__Do this__
In the records below, find the line containing "Mark the innermost point of each instance of the bike"; copy exactly that line and all lines after it to the end, and nothing else.

Collected data:
────────────────────────────────────────

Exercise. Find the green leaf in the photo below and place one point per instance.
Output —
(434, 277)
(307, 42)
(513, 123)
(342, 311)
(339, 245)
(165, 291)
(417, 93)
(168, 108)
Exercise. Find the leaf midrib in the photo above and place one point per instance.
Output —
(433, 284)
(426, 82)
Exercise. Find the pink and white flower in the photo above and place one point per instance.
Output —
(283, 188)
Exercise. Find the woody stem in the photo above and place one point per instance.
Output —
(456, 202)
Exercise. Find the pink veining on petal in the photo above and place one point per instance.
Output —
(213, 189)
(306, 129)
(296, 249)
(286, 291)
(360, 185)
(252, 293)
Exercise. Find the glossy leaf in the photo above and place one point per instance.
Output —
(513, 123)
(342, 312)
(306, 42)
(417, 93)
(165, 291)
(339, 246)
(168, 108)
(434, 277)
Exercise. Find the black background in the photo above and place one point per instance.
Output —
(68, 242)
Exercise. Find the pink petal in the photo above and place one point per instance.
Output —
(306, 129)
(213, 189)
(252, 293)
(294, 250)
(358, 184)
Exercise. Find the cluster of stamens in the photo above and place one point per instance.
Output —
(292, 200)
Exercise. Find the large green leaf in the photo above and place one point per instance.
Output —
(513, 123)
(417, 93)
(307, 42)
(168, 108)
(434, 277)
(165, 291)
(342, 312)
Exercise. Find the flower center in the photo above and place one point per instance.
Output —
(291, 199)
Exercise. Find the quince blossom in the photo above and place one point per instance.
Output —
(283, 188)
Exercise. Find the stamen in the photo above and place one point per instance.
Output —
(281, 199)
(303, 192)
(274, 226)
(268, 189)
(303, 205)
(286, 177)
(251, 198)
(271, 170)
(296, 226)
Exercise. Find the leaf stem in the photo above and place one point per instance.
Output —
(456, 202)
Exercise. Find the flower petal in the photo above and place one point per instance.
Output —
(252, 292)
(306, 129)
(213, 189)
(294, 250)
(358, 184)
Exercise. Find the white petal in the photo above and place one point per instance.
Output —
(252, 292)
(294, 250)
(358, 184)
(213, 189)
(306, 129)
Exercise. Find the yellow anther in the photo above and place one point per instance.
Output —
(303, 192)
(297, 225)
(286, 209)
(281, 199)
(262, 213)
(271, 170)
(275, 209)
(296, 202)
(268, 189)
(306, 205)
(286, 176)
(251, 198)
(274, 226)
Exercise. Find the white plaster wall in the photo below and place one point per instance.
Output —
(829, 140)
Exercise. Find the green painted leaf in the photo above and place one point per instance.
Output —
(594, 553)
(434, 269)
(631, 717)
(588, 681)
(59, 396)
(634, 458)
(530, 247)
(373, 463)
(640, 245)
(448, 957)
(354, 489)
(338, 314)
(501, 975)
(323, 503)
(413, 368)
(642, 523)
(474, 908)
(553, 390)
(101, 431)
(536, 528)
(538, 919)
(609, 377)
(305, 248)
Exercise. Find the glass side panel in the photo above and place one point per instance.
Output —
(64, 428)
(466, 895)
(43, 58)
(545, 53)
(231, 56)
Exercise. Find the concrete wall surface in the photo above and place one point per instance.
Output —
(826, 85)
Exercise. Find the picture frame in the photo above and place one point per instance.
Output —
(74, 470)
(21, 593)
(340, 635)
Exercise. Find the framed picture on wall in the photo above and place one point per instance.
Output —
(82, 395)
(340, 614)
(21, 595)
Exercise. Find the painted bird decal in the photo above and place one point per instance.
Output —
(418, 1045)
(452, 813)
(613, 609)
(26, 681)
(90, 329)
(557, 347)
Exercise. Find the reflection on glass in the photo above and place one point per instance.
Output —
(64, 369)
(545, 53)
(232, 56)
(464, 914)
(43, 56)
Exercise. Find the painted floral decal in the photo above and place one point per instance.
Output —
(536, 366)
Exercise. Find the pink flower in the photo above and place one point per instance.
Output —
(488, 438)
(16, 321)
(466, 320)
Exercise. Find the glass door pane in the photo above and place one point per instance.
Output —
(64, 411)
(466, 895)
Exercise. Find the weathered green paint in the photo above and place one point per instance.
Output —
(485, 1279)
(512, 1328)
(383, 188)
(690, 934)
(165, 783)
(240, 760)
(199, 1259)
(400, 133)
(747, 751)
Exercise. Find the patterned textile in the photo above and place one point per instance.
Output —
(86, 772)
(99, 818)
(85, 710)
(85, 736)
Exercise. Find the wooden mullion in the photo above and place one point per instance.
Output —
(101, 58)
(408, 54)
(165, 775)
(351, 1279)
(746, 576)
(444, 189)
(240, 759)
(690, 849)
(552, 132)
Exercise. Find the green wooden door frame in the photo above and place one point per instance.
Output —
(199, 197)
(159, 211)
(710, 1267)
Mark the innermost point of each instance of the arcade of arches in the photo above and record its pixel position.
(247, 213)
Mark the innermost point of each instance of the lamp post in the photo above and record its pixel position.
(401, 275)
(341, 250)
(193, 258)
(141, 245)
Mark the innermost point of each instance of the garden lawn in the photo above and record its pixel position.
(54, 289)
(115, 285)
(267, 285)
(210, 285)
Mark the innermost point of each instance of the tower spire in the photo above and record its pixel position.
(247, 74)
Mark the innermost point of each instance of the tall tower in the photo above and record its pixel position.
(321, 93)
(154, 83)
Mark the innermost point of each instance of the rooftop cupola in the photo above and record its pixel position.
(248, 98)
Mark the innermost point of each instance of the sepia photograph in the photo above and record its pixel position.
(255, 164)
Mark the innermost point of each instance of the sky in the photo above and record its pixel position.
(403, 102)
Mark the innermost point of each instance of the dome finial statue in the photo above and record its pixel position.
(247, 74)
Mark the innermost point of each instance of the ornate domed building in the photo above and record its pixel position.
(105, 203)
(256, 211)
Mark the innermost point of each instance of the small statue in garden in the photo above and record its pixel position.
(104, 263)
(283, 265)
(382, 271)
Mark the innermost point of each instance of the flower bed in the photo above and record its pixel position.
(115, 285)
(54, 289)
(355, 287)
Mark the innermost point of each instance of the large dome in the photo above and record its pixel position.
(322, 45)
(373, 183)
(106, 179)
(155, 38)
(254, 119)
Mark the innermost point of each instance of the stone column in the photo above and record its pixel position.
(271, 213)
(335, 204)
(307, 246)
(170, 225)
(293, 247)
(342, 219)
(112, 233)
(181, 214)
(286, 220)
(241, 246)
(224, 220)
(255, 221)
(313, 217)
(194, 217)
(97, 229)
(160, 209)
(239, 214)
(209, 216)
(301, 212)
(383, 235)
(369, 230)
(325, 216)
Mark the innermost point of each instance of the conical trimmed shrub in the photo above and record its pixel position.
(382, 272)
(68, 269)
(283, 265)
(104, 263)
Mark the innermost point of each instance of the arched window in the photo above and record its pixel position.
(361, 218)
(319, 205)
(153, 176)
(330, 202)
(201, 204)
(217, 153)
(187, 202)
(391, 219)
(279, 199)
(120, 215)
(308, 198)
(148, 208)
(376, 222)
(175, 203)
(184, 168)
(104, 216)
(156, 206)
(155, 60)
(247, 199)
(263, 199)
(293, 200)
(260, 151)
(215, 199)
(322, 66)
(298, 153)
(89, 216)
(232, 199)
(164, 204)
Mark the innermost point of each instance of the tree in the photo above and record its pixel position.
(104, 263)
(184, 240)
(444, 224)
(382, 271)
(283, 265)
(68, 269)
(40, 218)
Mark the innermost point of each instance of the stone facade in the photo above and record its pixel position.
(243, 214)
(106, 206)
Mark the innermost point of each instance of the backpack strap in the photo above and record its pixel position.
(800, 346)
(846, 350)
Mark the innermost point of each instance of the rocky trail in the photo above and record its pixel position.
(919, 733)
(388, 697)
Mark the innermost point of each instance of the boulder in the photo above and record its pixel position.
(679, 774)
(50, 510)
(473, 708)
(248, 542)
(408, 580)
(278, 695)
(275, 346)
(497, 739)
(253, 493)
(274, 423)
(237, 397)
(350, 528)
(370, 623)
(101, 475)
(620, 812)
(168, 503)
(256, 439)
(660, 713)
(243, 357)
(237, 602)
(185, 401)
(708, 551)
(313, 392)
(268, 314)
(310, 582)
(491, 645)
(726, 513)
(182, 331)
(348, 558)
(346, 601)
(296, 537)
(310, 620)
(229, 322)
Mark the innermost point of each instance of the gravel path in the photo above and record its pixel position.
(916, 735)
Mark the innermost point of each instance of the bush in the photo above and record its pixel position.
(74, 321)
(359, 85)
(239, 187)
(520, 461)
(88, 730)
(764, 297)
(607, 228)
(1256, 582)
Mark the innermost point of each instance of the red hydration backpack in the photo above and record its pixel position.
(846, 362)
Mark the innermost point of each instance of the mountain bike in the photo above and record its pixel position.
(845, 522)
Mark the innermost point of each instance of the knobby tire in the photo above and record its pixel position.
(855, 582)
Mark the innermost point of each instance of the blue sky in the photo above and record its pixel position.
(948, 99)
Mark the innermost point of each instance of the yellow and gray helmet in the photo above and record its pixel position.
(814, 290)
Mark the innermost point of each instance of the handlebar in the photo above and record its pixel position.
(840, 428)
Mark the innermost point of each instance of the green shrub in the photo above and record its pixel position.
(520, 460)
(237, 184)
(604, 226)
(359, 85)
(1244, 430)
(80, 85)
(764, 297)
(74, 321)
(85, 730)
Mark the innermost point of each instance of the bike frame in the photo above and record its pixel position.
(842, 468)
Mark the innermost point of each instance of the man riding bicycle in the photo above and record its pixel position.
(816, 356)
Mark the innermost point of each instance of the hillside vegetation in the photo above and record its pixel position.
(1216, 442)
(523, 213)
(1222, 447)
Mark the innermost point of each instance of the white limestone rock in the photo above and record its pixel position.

────────────────────────────────────────

__Reply__
Mark the innermost point of each instance of the bike frame in the photo above and record its pixel position.
(842, 468)
Mark the innermost point of each instance of the man riding bicycle in the photo above and record its pixel position.
(816, 356)
Mark the innermost point of each instance of the hillside vegetation in the photo above and record its pixel position.
(1216, 442)
(523, 213)
(1222, 447)
Mark the innermost point of each instance of the white limestone rock in the photo above and record its pixel position.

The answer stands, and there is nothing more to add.